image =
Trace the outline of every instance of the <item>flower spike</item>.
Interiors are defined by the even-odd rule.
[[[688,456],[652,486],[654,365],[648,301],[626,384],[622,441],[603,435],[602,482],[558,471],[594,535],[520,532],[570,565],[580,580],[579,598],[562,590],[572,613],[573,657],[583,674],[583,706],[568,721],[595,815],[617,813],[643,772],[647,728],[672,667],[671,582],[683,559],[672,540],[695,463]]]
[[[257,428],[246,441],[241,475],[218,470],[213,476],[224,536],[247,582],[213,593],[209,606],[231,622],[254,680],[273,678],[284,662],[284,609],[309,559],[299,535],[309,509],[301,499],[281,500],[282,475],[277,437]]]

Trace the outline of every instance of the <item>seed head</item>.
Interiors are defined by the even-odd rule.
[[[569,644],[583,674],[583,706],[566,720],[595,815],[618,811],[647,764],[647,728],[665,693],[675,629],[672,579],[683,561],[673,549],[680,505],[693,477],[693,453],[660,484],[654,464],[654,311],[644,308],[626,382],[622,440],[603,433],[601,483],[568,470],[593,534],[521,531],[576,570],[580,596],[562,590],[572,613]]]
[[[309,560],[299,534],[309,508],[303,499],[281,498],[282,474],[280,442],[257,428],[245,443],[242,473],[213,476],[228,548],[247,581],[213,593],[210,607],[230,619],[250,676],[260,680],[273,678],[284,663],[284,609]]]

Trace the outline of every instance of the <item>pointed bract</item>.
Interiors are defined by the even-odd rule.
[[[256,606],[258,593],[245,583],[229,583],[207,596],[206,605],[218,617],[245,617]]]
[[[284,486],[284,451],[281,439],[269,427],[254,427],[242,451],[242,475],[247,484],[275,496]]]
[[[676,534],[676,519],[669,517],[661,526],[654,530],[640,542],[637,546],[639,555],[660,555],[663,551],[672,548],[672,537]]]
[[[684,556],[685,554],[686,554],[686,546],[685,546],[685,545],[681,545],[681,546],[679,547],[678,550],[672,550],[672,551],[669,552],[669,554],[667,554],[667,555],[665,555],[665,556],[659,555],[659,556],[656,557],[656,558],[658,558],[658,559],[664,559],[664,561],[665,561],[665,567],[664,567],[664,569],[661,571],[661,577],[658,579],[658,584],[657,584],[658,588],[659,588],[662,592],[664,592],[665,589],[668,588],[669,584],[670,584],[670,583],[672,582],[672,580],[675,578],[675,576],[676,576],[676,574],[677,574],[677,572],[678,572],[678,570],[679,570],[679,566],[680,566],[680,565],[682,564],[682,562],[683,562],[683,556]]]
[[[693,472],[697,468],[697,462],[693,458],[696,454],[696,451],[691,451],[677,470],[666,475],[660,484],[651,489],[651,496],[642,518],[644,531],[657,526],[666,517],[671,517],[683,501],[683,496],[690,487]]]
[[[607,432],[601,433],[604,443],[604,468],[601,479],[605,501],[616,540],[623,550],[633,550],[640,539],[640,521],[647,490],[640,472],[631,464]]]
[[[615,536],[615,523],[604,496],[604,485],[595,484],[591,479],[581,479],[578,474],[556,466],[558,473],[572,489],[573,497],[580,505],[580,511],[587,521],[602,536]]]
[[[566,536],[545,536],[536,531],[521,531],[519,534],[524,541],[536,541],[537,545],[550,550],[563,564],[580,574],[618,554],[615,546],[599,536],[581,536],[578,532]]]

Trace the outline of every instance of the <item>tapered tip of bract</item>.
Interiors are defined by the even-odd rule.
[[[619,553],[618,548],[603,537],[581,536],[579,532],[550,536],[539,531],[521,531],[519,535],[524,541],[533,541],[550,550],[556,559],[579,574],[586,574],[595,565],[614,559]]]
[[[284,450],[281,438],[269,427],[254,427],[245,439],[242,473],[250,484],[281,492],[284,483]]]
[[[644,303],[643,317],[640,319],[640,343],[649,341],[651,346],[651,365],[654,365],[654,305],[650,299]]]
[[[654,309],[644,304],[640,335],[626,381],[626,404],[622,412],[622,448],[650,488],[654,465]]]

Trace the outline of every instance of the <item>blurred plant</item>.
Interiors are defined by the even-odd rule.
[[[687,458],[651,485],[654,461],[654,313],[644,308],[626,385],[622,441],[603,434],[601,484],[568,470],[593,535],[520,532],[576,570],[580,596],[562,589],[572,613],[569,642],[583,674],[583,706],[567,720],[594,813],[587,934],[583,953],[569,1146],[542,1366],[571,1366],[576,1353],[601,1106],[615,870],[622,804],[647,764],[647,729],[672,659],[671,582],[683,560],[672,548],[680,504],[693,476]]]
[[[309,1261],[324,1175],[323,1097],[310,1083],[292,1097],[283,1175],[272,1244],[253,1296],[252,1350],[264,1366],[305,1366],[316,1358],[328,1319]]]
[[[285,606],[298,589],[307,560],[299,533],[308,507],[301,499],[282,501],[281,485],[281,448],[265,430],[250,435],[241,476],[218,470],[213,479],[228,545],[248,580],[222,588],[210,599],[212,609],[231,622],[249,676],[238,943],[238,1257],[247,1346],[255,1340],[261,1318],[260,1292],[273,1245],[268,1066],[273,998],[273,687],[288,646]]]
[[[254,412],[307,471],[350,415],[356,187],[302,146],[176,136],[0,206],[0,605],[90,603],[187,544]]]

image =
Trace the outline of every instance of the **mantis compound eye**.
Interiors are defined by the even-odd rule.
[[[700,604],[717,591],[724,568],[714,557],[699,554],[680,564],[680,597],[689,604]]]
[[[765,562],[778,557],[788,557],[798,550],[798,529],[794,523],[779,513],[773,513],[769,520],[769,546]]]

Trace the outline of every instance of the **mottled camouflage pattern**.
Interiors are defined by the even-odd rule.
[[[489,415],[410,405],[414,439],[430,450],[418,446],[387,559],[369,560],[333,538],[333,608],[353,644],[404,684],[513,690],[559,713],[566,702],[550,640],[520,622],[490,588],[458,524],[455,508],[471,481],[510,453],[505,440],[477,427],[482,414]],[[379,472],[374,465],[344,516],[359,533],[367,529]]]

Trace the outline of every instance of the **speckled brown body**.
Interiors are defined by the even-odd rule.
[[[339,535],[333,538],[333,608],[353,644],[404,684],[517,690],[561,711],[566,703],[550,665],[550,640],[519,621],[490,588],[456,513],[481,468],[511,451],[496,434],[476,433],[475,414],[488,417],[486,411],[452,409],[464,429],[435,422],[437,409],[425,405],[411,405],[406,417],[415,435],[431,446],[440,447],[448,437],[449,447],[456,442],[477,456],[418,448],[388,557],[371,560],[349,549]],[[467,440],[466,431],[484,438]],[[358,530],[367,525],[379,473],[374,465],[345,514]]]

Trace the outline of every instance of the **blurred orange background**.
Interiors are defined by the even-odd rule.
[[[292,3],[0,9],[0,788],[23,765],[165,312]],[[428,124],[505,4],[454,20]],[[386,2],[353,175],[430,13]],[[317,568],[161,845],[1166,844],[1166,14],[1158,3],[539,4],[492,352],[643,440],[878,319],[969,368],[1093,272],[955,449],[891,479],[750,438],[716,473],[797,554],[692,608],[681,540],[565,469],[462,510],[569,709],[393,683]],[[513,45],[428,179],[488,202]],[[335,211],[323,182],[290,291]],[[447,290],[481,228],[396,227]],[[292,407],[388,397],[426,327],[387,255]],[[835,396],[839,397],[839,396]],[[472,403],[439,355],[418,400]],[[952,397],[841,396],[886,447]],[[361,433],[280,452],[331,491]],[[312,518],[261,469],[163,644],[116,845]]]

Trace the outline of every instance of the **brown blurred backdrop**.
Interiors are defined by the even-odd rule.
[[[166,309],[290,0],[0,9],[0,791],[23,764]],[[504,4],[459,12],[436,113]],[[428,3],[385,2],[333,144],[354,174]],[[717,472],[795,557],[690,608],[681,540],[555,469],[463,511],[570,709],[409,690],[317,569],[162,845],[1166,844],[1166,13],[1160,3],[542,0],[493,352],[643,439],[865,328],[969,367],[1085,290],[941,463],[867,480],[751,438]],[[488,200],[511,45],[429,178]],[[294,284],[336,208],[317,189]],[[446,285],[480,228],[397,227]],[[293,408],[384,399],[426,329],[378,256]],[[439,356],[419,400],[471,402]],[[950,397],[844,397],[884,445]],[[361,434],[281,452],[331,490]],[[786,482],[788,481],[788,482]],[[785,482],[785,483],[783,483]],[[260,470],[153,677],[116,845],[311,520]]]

=====

Using the data above, reproduce exactly the lines from the line that contains "Trace the outline of every instance of the **mottled" through the line that contains "Trace the outline of every instance of the **blurred", including both.

> THE COMPLETED TASK:
Trace the outline of every instance of the **mottled camouflage pattern**.
Interiors are defined by the even-odd rule.
[[[489,415],[410,405],[414,439],[430,450],[418,446],[387,559],[369,560],[333,538],[333,608],[353,644],[404,684],[513,690],[559,713],[566,702],[550,640],[520,622],[490,588],[458,524],[455,508],[471,481],[510,453],[505,440],[477,427],[482,414]],[[379,472],[374,465],[344,516],[359,533],[367,529]]]

Trace the outline of every instance of the **speckled brown body**.
Interiors are defined by the even-odd rule.
[[[339,535],[333,538],[333,608],[353,644],[404,684],[517,690],[561,711],[566,703],[550,665],[550,640],[519,621],[490,588],[456,513],[481,468],[511,451],[496,434],[476,433],[475,414],[488,417],[486,411],[452,409],[464,429],[435,422],[437,409],[425,405],[411,405],[406,417],[415,435],[431,446],[440,447],[448,437],[449,447],[456,442],[477,456],[418,448],[388,557],[371,560],[349,549]],[[467,440],[466,431],[484,438]],[[358,530],[367,525],[379,473],[374,465],[345,514]]]

Trace the outline of every instance of the **blurred orange background**.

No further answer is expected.